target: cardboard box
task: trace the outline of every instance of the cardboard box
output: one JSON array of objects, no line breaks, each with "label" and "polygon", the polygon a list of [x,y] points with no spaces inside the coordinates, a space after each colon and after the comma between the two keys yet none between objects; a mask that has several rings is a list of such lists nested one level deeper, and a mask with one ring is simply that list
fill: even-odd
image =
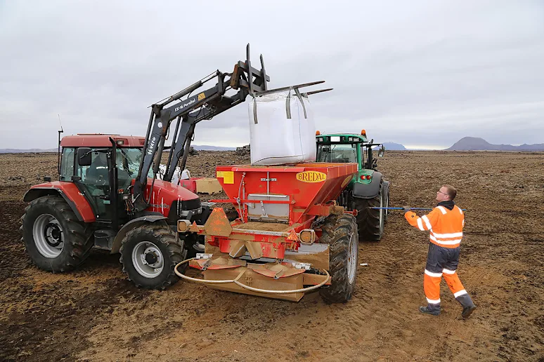
[{"label": "cardboard box", "polygon": [[223,191],[216,178],[199,178],[196,180],[196,189],[199,194],[217,194]]}]

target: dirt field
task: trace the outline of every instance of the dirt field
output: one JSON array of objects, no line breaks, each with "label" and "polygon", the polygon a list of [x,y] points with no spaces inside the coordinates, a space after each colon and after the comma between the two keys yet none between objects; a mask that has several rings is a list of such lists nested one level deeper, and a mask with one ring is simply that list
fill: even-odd
[{"label": "dirt field", "polygon": [[[195,176],[243,162],[190,158]],[[459,275],[478,309],[442,283],[443,313],[421,315],[428,236],[391,215],[361,243],[353,299],[327,305],[214,291],[180,281],[141,290],[118,255],[94,252],[76,272],[32,266],[20,241],[27,187],[56,175],[55,154],[0,155],[0,360],[544,361],[544,154],[389,152],[380,168],[393,206],[432,206],[443,183],[467,209]],[[196,272],[193,272],[197,275]]]}]

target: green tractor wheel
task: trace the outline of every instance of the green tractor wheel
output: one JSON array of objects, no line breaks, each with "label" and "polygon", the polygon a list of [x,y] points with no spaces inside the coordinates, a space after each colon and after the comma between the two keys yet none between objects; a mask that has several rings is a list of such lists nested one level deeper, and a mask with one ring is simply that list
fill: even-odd
[{"label": "green tractor wheel", "polygon": [[384,208],[389,202],[389,192],[384,187],[383,182],[380,186],[380,192],[373,199],[360,199],[354,197],[352,208],[357,210],[357,226],[360,240],[379,241],[384,234],[384,225],[387,218],[385,210],[376,210],[370,208]]}]

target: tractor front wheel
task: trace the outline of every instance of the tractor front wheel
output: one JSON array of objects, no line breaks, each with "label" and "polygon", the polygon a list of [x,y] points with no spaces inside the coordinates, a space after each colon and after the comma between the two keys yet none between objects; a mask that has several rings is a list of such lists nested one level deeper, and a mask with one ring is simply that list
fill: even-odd
[{"label": "tractor front wheel", "polygon": [[167,225],[146,224],[127,233],[121,245],[123,272],[137,287],[164,290],[179,278],[174,267],[182,262],[183,244]]},{"label": "tractor front wheel", "polygon": [[21,220],[27,253],[39,269],[71,270],[89,256],[90,232],[63,198],[49,195],[33,200]]},{"label": "tractor front wheel", "polygon": [[347,302],[354,293],[357,275],[358,236],[355,217],[330,215],[325,220],[320,243],[329,244],[331,284],[319,290],[328,303]]}]

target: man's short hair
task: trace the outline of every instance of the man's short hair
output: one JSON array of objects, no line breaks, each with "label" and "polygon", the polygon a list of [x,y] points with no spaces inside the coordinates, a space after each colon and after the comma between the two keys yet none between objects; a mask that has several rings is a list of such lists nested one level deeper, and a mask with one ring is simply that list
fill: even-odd
[{"label": "man's short hair", "polygon": [[453,200],[457,196],[457,189],[450,185],[443,185],[442,187],[446,187],[448,190],[446,193],[450,196],[450,200]]}]

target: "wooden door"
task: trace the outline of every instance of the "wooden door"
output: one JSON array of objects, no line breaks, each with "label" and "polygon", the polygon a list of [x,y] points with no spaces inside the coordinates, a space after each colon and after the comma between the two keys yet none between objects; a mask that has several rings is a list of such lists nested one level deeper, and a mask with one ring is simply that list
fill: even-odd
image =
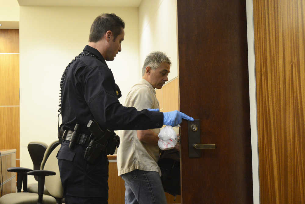
[{"label": "wooden door", "polygon": [[183,204],[253,203],[246,1],[178,0],[180,110],[200,120],[188,155],[181,125]]}]

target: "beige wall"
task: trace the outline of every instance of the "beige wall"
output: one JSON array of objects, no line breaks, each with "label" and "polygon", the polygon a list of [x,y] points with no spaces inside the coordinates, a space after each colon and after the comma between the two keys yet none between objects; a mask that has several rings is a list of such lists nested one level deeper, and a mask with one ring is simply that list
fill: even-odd
[{"label": "beige wall", "polygon": [[140,77],[137,8],[20,7],[21,166],[33,167],[27,149],[29,142],[49,144],[57,139],[61,76],[87,44],[95,18],[104,12],[116,13],[126,24],[122,51],[107,62],[124,103]]},{"label": "beige wall", "polygon": [[17,0],[0,0],[0,29],[19,28],[19,5]]},{"label": "beige wall", "polygon": [[19,20],[19,6],[17,0],[0,0],[0,21]]},{"label": "beige wall", "polygon": [[142,0],[139,7],[139,66],[150,52],[163,52],[172,61],[170,80],[178,76],[177,4],[176,0]]}]

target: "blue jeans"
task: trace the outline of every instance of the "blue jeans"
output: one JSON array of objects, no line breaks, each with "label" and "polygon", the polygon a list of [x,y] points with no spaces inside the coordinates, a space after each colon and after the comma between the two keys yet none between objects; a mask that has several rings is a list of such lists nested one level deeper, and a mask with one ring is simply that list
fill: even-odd
[{"label": "blue jeans", "polygon": [[136,169],[121,175],[125,181],[125,204],[166,204],[159,173]]}]

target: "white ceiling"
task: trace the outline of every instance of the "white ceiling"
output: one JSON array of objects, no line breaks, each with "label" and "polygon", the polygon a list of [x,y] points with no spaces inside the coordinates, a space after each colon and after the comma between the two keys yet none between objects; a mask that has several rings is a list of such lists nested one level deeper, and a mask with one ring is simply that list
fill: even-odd
[{"label": "white ceiling", "polygon": [[18,0],[20,6],[139,7],[142,0]]}]

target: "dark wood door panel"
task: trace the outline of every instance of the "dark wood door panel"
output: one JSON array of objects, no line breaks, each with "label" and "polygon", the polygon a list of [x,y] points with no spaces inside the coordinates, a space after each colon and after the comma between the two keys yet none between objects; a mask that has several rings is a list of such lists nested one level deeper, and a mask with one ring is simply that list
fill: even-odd
[{"label": "dark wood door panel", "polygon": [[253,202],[244,2],[178,1],[180,109],[200,119],[201,143],[216,146],[189,158],[182,124],[183,203]]}]

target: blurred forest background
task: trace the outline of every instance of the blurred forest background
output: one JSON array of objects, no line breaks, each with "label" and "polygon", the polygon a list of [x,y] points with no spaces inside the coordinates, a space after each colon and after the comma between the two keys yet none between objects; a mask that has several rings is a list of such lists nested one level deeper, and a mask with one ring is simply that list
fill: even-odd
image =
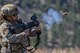
[{"label": "blurred forest background", "polygon": [[[26,22],[37,14],[42,28],[39,48],[80,48],[80,0],[0,0],[0,7],[8,3],[18,7],[19,17]],[[54,19],[51,25],[45,23],[42,15],[48,13],[50,8],[59,12],[60,23],[53,22]]]}]

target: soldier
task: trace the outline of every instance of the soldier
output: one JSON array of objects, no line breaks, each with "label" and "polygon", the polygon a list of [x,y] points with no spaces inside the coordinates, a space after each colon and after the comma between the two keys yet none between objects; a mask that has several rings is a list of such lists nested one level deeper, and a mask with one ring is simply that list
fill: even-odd
[{"label": "soldier", "polygon": [[[25,29],[26,24],[18,18],[18,9],[15,5],[4,5],[1,11],[5,20],[0,25],[0,34],[2,36],[1,53],[27,53],[23,47],[30,45],[28,36],[32,33],[32,30]],[[37,34],[41,32],[39,27],[34,28]]]}]

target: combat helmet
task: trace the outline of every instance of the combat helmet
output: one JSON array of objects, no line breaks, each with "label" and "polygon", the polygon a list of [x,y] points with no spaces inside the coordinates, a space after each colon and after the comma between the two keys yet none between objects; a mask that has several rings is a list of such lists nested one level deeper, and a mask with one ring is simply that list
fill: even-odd
[{"label": "combat helmet", "polygon": [[13,16],[18,14],[18,9],[13,4],[6,4],[1,8],[3,15],[5,16]]}]

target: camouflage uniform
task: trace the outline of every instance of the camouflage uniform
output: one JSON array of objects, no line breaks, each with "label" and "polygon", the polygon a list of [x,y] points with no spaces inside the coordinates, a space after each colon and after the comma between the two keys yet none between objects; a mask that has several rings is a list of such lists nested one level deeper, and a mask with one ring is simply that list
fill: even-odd
[{"label": "camouflage uniform", "polygon": [[[33,27],[35,30],[26,29],[24,22],[16,20],[10,22],[8,17],[18,14],[18,9],[13,4],[5,5],[1,8],[4,21],[0,25],[1,53],[27,53],[24,47],[29,46],[29,35],[35,31],[37,35],[40,34],[40,27]],[[5,17],[6,16],[6,17]]]},{"label": "camouflage uniform", "polygon": [[[24,32],[23,22],[17,20],[16,22],[9,22],[8,16],[15,16],[18,14],[18,9],[13,4],[4,5],[1,8],[4,21],[0,25],[1,40],[1,53],[26,53],[19,43],[27,46],[29,29],[27,33]],[[22,25],[22,26],[19,26]],[[16,52],[12,52],[16,51]]]},{"label": "camouflage uniform", "polygon": [[[1,52],[3,53],[11,53],[11,49],[13,53],[26,53],[26,51],[21,47],[19,42],[22,43],[22,45],[27,46],[28,44],[28,34],[25,35],[25,33],[22,32],[21,27],[17,27],[18,25],[23,24],[23,23],[8,23],[8,22],[3,22],[0,26],[0,34],[2,35],[2,49]],[[9,26],[15,29],[15,33],[11,33],[9,30]],[[23,36],[25,35],[25,36]],[[15,43],[15,44],[12,44]],[[19,49],[19,50],[18,50]],[[6,51],[5,51],[6,50]],[[17,51],[18,50],[18,51]]]}]

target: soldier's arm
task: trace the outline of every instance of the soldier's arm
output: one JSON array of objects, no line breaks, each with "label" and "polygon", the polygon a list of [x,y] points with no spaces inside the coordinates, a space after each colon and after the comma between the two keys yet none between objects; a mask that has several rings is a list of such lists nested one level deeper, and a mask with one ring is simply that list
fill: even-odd
[{"label": "soldier's arm", "polygon": [[[7,38],[10,42],[16,42],[20,37],[26,34],[25,32],[21,32],[19,34],[11,34],[7,27],[7,24],[5,23],[1,25],[0,30],[1,35]],[[29,32],[29,30],[27,29],[26,32]],[[26,35],[29,35],[29,33]]]}]

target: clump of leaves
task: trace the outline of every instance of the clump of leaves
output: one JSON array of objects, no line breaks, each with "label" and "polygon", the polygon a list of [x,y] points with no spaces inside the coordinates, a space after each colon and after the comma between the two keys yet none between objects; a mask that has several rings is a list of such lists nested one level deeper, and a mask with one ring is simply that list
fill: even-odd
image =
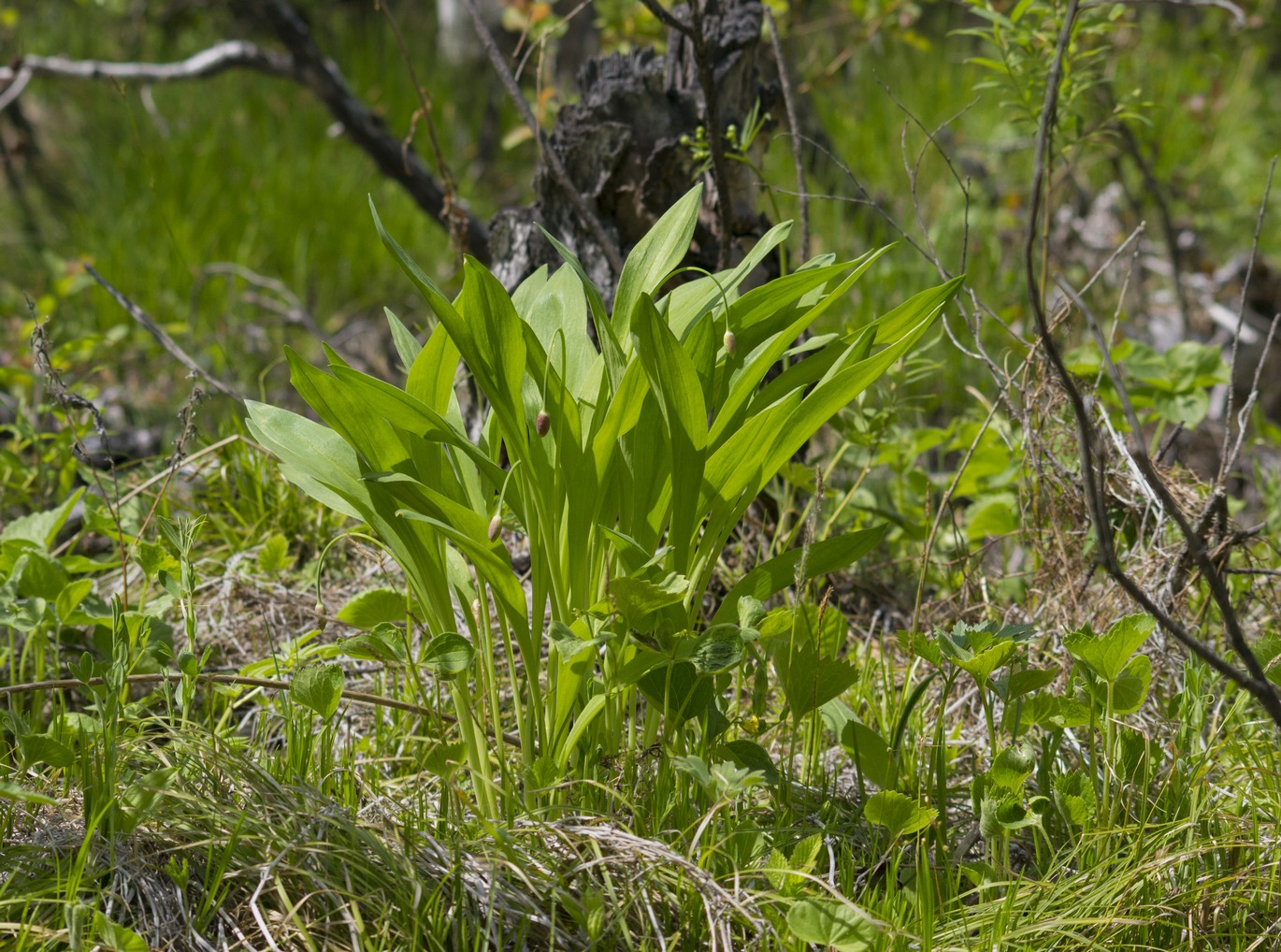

━━━━

• PROBLEM TO SOLVE: Please retype the part of the records that opens at their start and closes with the line containing "task: trace the outline of every instance of the cardboard", both ends included.

• EXERCISE RESULT:
target: cardboard box
task: trace the outline of every instance of the cardboard box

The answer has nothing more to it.